The problem -> Reproduce the rows from the line with "the red painted" to the line with "[(1499, 334), (391, 372)]", switching every "woman's" to "person's" and leaving everything else unchanged.

Pointing dataset rows:
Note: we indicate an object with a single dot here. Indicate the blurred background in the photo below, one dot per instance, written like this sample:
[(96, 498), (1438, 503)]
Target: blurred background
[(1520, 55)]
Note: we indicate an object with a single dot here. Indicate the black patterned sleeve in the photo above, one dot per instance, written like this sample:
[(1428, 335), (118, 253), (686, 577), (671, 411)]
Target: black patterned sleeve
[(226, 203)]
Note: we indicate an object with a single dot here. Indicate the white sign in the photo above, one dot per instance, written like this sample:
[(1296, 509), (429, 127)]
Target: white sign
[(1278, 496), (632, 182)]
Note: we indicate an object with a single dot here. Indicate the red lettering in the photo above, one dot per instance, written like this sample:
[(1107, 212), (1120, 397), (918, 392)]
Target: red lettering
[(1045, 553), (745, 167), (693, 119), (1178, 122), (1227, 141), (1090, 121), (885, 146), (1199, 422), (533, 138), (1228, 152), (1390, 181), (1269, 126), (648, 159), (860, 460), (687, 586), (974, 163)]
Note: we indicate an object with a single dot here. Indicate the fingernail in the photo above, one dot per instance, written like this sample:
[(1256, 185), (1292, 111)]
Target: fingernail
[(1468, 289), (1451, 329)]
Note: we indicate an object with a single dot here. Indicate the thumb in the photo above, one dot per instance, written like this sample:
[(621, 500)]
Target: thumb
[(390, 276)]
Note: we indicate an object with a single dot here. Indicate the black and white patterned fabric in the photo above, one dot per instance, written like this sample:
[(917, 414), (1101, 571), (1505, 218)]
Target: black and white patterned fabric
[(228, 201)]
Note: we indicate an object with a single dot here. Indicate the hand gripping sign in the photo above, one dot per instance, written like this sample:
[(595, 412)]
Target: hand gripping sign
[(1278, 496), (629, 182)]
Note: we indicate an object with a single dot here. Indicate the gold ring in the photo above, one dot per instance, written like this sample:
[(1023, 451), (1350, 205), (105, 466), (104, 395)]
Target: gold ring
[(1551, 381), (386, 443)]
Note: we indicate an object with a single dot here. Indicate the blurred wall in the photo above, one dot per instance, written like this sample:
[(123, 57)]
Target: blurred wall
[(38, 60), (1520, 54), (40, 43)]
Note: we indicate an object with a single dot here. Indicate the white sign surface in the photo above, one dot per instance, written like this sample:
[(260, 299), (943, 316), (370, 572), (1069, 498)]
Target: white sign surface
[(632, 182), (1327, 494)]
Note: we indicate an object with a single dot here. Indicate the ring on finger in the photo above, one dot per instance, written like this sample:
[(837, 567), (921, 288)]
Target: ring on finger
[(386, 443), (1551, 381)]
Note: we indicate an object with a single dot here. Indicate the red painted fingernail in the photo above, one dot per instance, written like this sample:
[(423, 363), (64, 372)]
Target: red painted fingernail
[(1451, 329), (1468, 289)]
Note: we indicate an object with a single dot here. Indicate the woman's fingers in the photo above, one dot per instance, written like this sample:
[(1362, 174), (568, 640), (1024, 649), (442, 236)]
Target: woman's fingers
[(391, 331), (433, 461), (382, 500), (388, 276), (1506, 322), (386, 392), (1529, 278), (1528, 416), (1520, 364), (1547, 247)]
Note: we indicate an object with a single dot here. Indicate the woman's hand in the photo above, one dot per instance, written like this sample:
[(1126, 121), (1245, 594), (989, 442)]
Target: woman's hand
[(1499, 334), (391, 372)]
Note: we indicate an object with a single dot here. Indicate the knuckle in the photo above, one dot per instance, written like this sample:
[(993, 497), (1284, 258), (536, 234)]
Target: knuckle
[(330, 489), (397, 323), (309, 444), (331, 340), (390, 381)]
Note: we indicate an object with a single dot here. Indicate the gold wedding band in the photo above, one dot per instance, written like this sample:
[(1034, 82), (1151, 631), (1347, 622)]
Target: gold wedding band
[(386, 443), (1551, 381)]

--

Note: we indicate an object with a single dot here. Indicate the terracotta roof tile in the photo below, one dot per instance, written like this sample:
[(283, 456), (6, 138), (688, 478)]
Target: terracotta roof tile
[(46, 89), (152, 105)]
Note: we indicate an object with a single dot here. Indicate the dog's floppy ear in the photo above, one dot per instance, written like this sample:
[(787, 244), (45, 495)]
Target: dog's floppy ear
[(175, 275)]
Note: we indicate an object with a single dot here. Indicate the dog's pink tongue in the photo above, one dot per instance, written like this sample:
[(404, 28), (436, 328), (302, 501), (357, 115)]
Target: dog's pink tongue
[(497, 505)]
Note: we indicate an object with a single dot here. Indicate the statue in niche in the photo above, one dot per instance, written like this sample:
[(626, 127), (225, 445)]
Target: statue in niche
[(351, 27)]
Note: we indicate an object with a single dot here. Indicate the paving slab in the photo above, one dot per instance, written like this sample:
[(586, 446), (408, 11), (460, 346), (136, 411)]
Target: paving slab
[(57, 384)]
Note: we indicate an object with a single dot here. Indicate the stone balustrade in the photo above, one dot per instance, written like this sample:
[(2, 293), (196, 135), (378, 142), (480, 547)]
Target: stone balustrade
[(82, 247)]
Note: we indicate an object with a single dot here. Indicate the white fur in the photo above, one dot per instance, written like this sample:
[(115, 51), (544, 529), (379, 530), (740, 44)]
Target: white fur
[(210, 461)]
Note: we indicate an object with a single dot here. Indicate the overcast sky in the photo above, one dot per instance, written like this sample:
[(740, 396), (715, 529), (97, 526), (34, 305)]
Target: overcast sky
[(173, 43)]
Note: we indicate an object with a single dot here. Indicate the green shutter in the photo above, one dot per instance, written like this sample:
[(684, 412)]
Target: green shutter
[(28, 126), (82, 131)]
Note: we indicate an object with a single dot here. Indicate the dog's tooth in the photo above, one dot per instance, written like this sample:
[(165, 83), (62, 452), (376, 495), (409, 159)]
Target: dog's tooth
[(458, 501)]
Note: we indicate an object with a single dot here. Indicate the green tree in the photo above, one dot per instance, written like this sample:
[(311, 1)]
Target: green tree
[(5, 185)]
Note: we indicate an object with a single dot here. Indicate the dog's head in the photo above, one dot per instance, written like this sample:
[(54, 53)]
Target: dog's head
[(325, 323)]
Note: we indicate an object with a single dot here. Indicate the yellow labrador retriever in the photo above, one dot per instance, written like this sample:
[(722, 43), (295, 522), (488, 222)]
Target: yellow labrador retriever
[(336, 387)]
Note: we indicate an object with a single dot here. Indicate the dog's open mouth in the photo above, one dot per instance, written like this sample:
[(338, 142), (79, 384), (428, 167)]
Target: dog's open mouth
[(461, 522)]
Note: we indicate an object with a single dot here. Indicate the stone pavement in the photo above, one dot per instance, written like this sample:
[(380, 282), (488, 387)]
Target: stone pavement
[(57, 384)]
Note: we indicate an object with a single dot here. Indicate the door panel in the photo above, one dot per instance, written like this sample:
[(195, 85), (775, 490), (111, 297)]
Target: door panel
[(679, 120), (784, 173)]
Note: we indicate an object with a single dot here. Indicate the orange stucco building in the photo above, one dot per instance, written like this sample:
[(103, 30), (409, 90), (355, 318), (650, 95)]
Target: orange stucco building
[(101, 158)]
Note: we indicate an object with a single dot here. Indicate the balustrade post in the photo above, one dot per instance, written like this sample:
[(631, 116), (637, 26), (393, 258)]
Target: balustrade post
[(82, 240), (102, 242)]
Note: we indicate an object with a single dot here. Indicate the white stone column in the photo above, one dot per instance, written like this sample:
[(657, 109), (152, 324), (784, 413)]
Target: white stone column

Written response ->
Note: we indicate an object with a single dot here. Indicate the red painted fingernail in the photo above, one dot per instance, written like this sample:
[(423, 363), (64, 372)]
Target: red painted fingernail
[(1451, 329), (1468, 289)]
Note: we indicate an object with a single dot here. Indicate the person's fingers in the photo above, one dot per instance, written like this sample:
[(1362, 174), (568, 640), (1024, 649), (442, 236)]
Target: person's fingers
[(391, 331), (433, 461), (382, 500), (388, 276), (1506, 322), (386, 392), (1529, 278), (1528, 416), (1520, 364), (1547, 247)]
Note: we indicate an object with a single dot here. Indicate the person's hand in the photo above, one dot per instance, written like this sample:
[(1126, 121), (1245, 594), (989, 442)]
Target: person's hand
[(1499, 334), (391, 372)]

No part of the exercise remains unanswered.